**The problem**
Arrange every line of the records below as a JSON list of strings, one string per line, skipping blank lines and leaving out the pictures.

Stored data entries:
§

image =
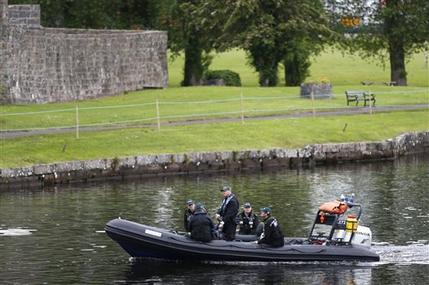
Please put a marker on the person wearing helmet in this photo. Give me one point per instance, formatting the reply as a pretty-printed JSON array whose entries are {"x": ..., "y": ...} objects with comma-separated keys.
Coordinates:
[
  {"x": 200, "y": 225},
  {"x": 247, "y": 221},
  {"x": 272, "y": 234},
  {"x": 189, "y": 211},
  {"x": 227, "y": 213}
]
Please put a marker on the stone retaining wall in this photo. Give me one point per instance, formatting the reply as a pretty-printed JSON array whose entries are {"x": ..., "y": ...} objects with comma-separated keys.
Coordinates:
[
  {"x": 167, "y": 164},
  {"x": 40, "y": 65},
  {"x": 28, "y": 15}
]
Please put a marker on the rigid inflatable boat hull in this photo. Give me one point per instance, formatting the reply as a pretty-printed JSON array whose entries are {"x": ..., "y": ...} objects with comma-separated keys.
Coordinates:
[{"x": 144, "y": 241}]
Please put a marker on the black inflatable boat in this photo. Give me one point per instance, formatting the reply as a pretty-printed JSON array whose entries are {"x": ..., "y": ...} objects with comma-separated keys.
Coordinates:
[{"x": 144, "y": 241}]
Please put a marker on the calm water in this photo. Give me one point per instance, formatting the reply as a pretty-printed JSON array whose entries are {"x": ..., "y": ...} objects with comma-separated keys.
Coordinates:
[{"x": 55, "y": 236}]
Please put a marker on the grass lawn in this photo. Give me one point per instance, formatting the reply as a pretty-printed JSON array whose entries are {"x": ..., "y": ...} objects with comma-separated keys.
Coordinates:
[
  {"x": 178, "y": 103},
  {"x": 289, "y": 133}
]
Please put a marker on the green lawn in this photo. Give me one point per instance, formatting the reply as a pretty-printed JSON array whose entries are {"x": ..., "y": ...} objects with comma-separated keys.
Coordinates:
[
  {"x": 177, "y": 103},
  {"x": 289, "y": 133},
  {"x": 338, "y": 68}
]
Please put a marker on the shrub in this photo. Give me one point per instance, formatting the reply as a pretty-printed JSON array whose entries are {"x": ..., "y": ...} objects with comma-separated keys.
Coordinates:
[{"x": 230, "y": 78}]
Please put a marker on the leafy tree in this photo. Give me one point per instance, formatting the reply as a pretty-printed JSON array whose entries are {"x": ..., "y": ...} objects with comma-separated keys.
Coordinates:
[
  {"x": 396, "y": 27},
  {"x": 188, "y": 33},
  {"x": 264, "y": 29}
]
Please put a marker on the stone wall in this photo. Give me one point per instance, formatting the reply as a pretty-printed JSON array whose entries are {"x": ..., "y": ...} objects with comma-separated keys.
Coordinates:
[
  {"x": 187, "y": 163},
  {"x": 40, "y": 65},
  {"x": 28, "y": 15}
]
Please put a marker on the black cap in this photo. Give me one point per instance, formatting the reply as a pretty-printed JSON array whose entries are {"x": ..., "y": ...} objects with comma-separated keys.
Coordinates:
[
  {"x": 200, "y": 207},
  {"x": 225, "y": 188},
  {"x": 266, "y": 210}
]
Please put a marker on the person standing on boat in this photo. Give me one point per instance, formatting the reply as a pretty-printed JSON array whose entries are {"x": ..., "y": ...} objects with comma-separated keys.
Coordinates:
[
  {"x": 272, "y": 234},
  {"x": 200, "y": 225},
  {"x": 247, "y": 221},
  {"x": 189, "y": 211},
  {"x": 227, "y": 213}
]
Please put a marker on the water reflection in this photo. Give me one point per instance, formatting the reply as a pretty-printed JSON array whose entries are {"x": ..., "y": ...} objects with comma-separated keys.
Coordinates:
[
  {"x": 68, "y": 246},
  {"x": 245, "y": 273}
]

§

**Task solution**
[
  "image =",
  "Please put a marker on the person wearing helmet in this photo. Give me one point per instance, formatting the reply as a pretty-printed JSON array whose entries are {\"x\": ..., \"y\": ...} objects with comma-separated keys.",
  "Coordinates:",
  "[",
  "  {\"x\": 200, \"y\": 225},",
  "  {\"x\": 247, \"y\": 221},",
  "  {\"x\": 272, \"y\": 234},",
  "  {\"x\": 189, \"y\": 211},",
  "  {\"x\": 227, \"y\": 213}",
  "]",
  "Please put a marker on the stone retaining wall in this photo. Give me one point per instance, formatting the reply as a pretty-printed JSON array whose entries are {\"x\": ..., \"y\": ...} objects with comma-separated keys.",
  "Coordinates:",
  "[",
  "  {\"x\": 167, \"y\": 164},",
  "  {\"x\": 40, \"y\": 65},",
  "  {\"x\": 28, \"y\": 15}",
  "]",
  "Please put a marker on the rigid inflatable boat hull in this photo. Give me one point per instance, formatting the reply as a pretty-printed JSON array whose entries are {\"x\": ..., \"y\": ...} objects with comma-separated keys.",
  "Coordinates:",
  "[{\"x\": 144, \"y\": 241}]",
  "Please put a marker on the black inflatable boat in this photo. Give me one point per instance, formatting the reply as a pretty-printed JSON array whose entries are {\"x\": ..., \"y\": ...} objects with comma-separated keys.",
  "Coordinates:",
  "[{\"x\": 144, \"y\": 241}]",
  "Please put a marker on the calm water in this photo. Give me one point per instance, formatting the reply as a pretty-printed JSON array whose entries are {\"x\": ..., \"y\": ...} objects with comma-separated keys.",
  "Coordinates:",
  "[{\"x\": 55, \"y\": 236}]",
  "Please put a marker on the grass lawn in this photo. Give me one point per instance, formatting the reply as a pretty-printed JSON array whose entries are {\"x\": ..., \"y\": ...} objects with comma-separated keys.",
  "Coordinates:",
  "[",
  "  {\"x\": 178, \"y\": 103},",
  "  {\"x\": 289, \"y\": 133}",
  "]",
  "Please put a marker on the green lawn in this photo. Give me one point per instance, formatting the reply as a pretty-printed JSON array whose entries are {\"x\": ..., \"y\": ...} objects with comma-separated keys.",
  "Coordinates:",
  "[",
  "  {\"x\": 177, \"y\": 103},",
  "  {\"x\": 289, \"y\": 133},",
  "  {\"x\": 338, \"y\": 68}",
  "]",
  "Please put a marker on the shrub in this photo. Give me one point per instance, formatting the reply as a pretty-printed JSON array whose entries are {\"x\": ..., \"y\": ...} objects with comma-separated keys.",
  "Coordinates:",
  "[{\"x\": 230, \"y\": 78}]",
  "Please put a marker on the leafy tree in this photo. Give me one point per instance, formatting the reply as a pretty-printed JSON array whose entries are {\"x\": ..., \"y\": ...} objects with comma-separated keys.",
  "Coordinates:",
  "[",
  "  {\"x\": 396, \"y\": 27},",
  "  {\"x\": 188, \"y\": 33},",
  "  {\"x\": 264, \"y\": 29}",
  "]",
  "Please put a marker on the stone wall in this photo. Give me one point per instance, formatting the reply as a pretty-printed JSON array whose entries are {\"x\": ..., \"y\": ...} objects with comma-separated keys.",
  "Coordinates:",
  "[",
  "  {\"x\": 187, \"y\": 163},",
  "  {\"x\": 40, \"y\": 65},",
  "  {\"x\": 28, \"y\": 15}",
  "]",
  "Please put a marker on the black cap in this photo. Give me one point per instance, formatting the reply as a pretty-printed JSON array whose entries are {\"x\": ..., \"y\": ...} objects with comma-separated keys.",
  "Coordinates:",
  "[",
  "  {\"x\": 200, \"y\": 207},",
  "  {\"x\": 225, \"y\": 188},",
  "  {\"x\": 266, \"y\": 210}",
  "]",
  "Please put a marker on the person standing on boat in this photo. Give me one point per instance, formatting the reply as a pretty-printed JSON array whose entries are {\"x\": ..., \"y\": ...} objects with comma-separated keys.",
  "Coordinates:",
  "[",
  "  {\"x\": 272, \"y\": 234},",
  "  {\"x\": 200, \"y\": 225},",
  "  {\"x\": 247, \"y\": 221},",
  "  {\"x\": 189, \"y\": 211},",
  "  {\"x\": 227, \"y\": 213}",
  "]",
  "Please put a marker on the water reflection in this photo. Give me one point per instance, formatting the reply as a pretty-printed JSON array whose entries are {\"x\": ..., \"y\": ...} objects with comma-separated keys.",
  "Coordinates:",
  "[",
  "  {\"x\": 68, \"y\": 246},",
  "  {\"x\": 245, \"y\": 273}",
  "]"
]